* [EXERCISE PROMPT]:
Each entry has to be copied exactly, with nothing missed.

Recorded data:
**********

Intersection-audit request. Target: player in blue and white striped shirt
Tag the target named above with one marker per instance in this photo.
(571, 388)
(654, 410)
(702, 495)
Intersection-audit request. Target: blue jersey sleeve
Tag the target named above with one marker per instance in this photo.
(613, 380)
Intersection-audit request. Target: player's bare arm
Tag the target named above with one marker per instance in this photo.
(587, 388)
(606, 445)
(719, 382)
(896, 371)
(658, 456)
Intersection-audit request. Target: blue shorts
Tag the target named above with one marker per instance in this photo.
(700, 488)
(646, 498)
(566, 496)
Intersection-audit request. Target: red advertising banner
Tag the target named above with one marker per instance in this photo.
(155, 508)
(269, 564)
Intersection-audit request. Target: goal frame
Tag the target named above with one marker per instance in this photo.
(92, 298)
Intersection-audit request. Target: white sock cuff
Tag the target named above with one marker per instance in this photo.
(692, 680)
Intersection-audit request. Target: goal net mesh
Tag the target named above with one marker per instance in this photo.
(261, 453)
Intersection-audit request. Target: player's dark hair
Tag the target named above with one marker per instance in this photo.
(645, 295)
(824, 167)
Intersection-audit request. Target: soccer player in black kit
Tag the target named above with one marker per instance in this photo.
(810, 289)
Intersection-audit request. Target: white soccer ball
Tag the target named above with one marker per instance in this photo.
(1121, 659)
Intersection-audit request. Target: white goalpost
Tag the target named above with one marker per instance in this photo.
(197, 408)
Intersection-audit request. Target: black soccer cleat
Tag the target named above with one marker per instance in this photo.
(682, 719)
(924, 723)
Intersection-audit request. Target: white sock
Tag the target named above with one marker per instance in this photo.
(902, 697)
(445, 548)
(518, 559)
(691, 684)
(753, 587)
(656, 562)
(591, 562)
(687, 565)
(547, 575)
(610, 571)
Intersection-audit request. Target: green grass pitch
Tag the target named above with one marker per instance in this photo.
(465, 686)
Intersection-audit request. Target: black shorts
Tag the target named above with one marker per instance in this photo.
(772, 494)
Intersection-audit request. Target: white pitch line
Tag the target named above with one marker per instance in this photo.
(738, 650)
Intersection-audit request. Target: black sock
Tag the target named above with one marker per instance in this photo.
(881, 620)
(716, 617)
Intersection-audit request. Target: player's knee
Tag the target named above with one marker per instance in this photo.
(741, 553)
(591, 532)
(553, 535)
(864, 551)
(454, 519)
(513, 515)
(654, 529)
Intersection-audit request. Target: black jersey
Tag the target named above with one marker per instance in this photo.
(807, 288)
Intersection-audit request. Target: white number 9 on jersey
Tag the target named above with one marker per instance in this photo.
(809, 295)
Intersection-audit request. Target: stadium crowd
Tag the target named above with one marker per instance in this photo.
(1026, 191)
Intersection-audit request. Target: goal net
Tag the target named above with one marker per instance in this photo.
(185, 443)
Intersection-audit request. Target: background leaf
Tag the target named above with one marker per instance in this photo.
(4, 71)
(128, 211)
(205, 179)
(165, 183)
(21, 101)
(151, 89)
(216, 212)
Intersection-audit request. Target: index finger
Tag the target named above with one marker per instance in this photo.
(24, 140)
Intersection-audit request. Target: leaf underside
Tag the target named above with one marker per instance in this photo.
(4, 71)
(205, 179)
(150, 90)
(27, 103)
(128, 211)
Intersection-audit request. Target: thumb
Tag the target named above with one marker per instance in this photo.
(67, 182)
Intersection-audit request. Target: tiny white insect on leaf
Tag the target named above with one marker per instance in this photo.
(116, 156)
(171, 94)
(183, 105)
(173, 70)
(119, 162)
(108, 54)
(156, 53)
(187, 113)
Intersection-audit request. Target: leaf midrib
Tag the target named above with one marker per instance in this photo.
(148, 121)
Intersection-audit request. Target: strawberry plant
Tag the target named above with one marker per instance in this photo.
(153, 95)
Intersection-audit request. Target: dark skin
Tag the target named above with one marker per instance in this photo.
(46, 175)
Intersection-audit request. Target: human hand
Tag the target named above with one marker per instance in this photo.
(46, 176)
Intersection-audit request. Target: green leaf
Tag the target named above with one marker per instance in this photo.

**********

* [IN RESPONSE]:
Intersection-audit request. Target: player in blue and white striped shirt
Tag the target named above with one marker per instance in this photo.
(571, 388)
(654, 410)
(702, 495)
Intersection-audit request. Target: blue jersey sleeve
Tag the target named above with one marker per instance in this photo.
(613, 380)
Intersection-audit request. Target: player's bare arm
Tag the target named above with one marker per instance in this photo.
(587, 388)
(606, 445)
(719, 382)
(896, 371)
(658, 456)
Intersection-audit request. Target: blue shorts
Tag the target named above with one marker per instance in this photo.
(700, 488)
(646, 498)
(566, 496)
Intersection-audit request. Target: red advertising banner
Tag the target named above with one marker per instance in this photo.
(155, 508)
(269, 564)
Intersection-audit request. Target: goal frame
Tag the target named above with one marker per instance in this photo.
(92, 298)
Intersection-audit request. Target: white sock cuff
Tag the target named above with one marker per instance in this photo.
(692, 680)
Intersection-audit request. Target: goal net mesh
Tag the target named above with one marker per instance in this photo.
(261, 453)
Intersection-audit request. Target: player's dark hair
Tag the target named above with one marker per instance in this photo.
(645, 295)
(824, 167)
Intersection-audit request. Target: soccer player in black kit
Tag the target named above with one marker per instance in this photo.
(810, 289)
Intersection-audit request. Target: white soccer ball
Tag the target named above with one marker per instance in this photo.
(1121, 659)
Intersection-audit request. Target: white goalpost
Tag the target named above with one marker per instance in this photo.
(197, 408)
Intersection-audit request. Target: black soccer cleat
Tag the target named above with one marker per instance in this photo.
(682, 719)
(924, 723)
Intersection-audit request. Target: white sock
Tag the target named above with one marker per instance in this photo.
(902, 697)
(445, 548)
(518, 559)
(691, 684)
(753, 587)
(656, 562)
(591, 562)
(687, 565)
(547, 575)
(610, 571)
Intersection-audit request. Target: green grass pitch
Tag the target named above with one marker per instance in this photo.
(465, 686)
Intersection-audit request. Target: black shorts
Tag the target named above with one marker per instance in this photo.
(772, 494)
Intersection-audit request. Target: white pitch line
Tag the target named above with one marker per instance in this photo.
(738, 650)
Intersection-audit request. Target: black sock
Tag the target named above with one marker per instance in this photo.
(881, 620)
(716, 617)
Intersection-audit request. Target: player's knee
Tag the target named above with one marker per instance in this photo.
(741, 553)
(591, 532)
(553, 535)
(864, 551)
(454, 519)
(513, 515)
(654, 529)
Intersection-audit request. Target: black jersey
Tag the target named above with one marker per instance in this photo.
(807, 288)
Intersection-audit request. Target: white number 9 on jersey
Tag the target named above with one marker per instance in this photo.
(809, 295)
Intersection-audit request. Target: stadium crowd
Tag the target named above with one marker per instance in this photo.
(1026, 191)
Intersection-audit request. Target: goal net
Tag the target named above with one marker per instance in this photo.
(185, 443)
Intersection-audit request. Target: background leaf
Tag the target named above with one marker per instance in this photo.
(4, 71)
(128, 211)
(205, 179)
(165, 183)
(21, 101)
(151, 89)
(216, 212)
Intersection-audit request. Target: index finger
Tag the target named above with one marker per instance in this photo.
(24, 140)
Intersection-audit request. Target: leaf underside
Tag the target named above with one marker per instance in this photo.
(4, 71)
(205, 179)
(150, 90)
(27, 103)
(128, 211)
Intersection-audit request. Target: thumb
Tag the target named above with one marker per instance in this photo.
(67, 182)
Intersection-audit request. Target: tiny white insect on leaf
Tag the target named above with one marker per instance in this photo.
(116, 156)
(171, 94)
(183, 105)
(173, 70)
(119, 162)
(108, 54)
(156, 53)
(187, 113)
Intersection-audit request. Target: leaf midrib
Tag the target named above with one marker per instance in this photo.
(148, 121)
Intersection-audit request. Target: strawberry plant
Tag the target named above with one marker per instance in this photo.
(153, 95)
Intersection-audit request. Target: dark skin
Tag the target named above with one marker per instance in this photo.
(46, 175)
Intersection-audit request. Target: human hand
Tag the target named above with one marker per instance in this photo.
(46, 176)
Intersection-audit request. Target: green leaf
Tag the target named above with one marker per instance in this photo.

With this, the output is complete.